● Try it: Pick out each line below containing "floral".

● Given records:

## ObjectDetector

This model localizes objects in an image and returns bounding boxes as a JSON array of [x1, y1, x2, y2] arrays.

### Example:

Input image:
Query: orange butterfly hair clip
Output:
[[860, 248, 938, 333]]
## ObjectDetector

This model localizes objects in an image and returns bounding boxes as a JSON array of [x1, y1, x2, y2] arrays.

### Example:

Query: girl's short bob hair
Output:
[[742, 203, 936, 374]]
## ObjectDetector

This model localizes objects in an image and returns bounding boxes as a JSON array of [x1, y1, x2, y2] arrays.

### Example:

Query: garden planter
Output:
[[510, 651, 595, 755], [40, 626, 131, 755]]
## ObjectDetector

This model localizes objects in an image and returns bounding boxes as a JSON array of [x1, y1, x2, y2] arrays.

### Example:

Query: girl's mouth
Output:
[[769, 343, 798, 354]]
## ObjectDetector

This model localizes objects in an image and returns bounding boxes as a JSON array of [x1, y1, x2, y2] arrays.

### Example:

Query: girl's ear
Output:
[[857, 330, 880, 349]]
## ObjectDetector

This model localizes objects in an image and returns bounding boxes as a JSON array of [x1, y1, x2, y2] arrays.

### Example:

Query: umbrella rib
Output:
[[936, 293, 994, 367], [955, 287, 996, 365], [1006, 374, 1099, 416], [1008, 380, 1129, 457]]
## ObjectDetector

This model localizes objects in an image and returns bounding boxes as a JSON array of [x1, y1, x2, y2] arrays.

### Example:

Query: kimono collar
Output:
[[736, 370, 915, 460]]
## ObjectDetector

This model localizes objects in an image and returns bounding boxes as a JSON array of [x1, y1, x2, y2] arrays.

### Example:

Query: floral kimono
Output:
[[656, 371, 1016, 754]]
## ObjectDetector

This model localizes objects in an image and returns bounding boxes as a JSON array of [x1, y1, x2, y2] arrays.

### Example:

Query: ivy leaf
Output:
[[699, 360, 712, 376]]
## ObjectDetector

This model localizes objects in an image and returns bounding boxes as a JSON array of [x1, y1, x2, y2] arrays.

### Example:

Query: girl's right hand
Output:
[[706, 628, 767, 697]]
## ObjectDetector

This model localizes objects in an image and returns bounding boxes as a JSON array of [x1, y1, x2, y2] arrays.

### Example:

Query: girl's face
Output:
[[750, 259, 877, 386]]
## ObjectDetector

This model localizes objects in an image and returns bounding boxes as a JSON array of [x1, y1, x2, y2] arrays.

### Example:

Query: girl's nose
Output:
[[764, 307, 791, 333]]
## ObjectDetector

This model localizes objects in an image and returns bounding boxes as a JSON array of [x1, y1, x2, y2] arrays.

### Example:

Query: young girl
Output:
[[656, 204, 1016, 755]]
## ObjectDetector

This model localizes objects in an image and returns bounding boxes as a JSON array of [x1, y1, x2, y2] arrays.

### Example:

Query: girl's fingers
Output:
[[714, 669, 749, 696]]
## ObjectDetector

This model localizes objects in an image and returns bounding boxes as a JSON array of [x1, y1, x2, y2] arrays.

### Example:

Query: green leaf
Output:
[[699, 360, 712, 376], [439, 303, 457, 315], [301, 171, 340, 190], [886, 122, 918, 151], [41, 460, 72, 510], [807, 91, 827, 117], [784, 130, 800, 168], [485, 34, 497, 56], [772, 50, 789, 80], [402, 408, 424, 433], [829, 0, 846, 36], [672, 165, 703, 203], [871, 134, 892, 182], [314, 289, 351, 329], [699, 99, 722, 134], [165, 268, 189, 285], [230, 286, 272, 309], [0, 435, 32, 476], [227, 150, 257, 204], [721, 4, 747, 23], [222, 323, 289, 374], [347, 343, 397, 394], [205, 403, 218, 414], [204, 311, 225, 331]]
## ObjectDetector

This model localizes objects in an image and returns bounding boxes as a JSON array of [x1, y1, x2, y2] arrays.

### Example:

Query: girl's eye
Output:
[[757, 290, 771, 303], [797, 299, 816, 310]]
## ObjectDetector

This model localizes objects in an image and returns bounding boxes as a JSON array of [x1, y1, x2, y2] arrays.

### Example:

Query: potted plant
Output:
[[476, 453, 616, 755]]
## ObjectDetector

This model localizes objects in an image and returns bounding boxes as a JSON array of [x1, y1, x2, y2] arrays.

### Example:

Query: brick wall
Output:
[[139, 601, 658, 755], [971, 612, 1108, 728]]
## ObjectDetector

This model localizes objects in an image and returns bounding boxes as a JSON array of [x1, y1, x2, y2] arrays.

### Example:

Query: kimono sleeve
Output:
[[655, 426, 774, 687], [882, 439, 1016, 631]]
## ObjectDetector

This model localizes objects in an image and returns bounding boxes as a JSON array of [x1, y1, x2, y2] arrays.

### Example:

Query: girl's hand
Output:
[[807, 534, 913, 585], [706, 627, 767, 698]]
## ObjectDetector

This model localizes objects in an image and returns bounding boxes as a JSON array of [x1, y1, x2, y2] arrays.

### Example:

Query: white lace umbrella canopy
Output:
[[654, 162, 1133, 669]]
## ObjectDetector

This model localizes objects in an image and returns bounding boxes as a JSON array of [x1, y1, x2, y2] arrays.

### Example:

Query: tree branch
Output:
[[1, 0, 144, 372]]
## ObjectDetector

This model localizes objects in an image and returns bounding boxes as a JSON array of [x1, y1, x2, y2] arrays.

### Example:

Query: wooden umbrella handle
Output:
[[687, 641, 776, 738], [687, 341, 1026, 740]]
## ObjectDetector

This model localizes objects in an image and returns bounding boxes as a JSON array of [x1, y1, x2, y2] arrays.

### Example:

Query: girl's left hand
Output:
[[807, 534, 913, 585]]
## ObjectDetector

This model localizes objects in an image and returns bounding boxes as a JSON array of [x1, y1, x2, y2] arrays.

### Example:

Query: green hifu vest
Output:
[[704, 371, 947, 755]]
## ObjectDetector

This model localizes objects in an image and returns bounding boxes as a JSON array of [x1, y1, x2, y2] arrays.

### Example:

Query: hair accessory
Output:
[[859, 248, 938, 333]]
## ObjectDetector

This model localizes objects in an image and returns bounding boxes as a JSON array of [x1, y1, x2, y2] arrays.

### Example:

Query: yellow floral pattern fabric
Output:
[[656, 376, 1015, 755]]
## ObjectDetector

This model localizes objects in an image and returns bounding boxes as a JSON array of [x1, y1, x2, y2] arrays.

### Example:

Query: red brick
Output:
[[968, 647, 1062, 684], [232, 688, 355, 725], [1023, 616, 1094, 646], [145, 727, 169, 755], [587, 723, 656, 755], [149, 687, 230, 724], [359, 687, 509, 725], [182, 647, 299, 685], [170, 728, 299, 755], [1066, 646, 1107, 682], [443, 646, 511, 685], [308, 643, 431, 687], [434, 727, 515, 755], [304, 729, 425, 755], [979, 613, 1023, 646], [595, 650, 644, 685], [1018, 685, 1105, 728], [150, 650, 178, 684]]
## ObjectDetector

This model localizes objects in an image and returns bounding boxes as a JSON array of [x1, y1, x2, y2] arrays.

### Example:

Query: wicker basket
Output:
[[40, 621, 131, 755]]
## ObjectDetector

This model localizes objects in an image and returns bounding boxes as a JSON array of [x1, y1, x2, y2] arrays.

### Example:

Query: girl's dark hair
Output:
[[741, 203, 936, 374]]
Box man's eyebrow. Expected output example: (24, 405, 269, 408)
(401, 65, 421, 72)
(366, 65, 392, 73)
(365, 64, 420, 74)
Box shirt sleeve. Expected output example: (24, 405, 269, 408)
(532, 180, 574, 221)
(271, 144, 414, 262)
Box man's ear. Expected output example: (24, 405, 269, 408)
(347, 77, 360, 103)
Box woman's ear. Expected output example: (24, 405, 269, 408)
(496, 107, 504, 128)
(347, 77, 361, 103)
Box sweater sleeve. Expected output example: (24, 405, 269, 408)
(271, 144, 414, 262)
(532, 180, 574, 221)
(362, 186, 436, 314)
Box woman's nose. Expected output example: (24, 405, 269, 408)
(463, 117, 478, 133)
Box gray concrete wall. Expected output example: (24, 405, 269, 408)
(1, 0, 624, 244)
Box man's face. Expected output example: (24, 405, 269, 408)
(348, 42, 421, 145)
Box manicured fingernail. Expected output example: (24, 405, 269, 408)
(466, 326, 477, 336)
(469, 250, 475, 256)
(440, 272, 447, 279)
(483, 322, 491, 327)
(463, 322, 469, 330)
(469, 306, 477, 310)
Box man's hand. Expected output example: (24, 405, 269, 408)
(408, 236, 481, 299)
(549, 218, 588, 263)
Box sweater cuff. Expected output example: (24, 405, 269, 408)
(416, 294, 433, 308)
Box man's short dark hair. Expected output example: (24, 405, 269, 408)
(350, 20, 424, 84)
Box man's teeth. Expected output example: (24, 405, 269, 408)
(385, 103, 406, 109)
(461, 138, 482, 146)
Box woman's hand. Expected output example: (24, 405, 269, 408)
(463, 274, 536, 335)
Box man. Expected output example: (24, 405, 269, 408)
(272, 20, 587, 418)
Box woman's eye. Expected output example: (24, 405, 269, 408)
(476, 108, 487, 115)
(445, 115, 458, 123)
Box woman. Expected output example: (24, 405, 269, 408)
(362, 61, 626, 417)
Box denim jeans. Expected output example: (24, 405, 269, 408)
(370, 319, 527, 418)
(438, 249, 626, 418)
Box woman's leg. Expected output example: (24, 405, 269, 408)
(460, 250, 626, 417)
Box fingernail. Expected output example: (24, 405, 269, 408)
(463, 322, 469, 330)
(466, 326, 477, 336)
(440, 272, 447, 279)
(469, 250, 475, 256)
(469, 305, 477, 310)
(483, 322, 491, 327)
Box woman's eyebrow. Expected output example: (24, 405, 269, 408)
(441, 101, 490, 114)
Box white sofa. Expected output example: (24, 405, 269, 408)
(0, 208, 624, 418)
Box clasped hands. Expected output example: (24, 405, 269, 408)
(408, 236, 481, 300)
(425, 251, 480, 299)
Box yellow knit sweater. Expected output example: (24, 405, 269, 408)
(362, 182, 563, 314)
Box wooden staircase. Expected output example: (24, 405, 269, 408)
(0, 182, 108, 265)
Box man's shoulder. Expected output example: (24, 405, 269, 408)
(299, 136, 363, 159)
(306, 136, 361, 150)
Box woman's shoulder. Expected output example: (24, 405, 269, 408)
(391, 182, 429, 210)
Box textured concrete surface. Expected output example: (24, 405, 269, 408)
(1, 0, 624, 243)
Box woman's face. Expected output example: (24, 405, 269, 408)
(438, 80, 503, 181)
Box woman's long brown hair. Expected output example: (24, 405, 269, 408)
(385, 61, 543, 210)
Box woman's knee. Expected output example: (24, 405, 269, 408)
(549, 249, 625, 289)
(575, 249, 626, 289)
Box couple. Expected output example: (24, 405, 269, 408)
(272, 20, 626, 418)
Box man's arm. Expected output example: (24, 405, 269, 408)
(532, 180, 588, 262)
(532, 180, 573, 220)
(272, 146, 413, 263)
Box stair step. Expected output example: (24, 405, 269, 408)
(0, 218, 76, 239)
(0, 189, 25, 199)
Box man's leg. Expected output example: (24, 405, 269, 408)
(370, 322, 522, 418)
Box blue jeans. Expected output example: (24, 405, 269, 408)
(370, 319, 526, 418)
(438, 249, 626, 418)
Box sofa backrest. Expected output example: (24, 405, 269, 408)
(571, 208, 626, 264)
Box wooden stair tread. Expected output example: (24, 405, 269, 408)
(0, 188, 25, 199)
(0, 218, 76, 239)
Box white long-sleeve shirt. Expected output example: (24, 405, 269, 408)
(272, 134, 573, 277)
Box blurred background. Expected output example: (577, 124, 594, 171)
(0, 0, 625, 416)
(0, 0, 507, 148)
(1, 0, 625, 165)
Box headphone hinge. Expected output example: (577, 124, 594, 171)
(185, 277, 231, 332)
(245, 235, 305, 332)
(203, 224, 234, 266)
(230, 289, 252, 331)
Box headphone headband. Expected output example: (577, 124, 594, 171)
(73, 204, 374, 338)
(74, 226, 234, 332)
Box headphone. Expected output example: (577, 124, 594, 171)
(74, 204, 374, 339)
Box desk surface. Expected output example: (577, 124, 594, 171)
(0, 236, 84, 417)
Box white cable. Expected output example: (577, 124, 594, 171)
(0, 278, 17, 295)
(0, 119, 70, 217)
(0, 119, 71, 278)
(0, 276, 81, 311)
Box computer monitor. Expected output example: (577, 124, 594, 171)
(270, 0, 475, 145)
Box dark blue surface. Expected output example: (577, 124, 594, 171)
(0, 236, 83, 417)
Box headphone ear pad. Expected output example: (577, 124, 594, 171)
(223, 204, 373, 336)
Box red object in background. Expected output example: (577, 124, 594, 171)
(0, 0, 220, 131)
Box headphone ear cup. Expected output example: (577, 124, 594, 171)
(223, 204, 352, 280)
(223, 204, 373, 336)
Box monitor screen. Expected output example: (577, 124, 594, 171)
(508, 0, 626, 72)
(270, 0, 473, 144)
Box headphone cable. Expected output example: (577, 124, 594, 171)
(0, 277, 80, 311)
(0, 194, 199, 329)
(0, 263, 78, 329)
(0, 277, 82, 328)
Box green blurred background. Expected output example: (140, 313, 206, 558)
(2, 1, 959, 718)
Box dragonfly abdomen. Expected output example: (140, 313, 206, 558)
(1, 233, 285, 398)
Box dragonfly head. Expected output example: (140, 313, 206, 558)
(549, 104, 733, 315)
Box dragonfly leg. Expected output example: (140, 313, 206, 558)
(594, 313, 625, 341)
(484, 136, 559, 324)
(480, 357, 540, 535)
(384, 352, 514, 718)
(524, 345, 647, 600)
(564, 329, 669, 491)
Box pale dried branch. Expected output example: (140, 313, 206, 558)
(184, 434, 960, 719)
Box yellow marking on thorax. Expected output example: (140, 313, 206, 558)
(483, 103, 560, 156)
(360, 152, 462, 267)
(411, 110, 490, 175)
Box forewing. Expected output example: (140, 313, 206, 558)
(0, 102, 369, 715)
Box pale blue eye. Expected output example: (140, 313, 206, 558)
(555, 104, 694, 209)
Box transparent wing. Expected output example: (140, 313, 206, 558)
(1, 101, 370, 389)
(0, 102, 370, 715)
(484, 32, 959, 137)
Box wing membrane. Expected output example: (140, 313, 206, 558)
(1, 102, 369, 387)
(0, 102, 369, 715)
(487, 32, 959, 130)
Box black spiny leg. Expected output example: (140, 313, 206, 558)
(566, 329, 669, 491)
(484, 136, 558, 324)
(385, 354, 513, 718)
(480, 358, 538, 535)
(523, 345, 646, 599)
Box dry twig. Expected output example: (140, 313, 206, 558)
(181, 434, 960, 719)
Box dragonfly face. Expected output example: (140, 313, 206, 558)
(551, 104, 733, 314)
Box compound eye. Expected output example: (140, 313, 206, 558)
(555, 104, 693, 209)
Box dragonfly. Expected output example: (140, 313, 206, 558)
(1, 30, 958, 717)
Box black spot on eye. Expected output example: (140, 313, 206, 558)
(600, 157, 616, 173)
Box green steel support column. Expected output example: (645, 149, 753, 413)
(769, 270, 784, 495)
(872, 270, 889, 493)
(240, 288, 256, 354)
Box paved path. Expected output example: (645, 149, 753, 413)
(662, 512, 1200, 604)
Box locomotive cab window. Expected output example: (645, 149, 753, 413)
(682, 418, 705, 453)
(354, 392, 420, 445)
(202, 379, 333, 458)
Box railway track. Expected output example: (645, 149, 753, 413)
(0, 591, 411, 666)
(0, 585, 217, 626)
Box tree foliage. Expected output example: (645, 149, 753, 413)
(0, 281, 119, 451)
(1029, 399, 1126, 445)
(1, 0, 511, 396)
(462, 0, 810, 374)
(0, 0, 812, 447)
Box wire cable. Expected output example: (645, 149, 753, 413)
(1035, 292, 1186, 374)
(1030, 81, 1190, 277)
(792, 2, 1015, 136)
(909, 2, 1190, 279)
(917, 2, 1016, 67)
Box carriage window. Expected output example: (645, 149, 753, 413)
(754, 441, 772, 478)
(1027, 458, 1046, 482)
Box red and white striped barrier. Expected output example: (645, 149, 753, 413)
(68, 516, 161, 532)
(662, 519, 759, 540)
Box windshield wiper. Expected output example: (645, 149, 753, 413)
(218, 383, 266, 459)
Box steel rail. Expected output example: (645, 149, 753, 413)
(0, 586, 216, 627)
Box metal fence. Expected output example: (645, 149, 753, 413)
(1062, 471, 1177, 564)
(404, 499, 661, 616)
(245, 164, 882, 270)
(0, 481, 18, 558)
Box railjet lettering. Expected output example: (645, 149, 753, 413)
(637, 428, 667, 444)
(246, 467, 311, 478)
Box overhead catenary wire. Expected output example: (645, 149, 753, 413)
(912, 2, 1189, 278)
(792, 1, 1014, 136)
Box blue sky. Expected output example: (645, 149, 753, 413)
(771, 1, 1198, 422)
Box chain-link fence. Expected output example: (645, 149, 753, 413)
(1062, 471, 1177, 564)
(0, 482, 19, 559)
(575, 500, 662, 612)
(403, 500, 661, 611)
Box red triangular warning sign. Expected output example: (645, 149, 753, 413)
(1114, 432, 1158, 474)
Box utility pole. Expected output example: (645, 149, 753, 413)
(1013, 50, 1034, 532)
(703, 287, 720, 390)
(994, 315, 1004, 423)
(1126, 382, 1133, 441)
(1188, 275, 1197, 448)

● Result of this task:
Query: floral kimono
Query: yellow floral pattern fabric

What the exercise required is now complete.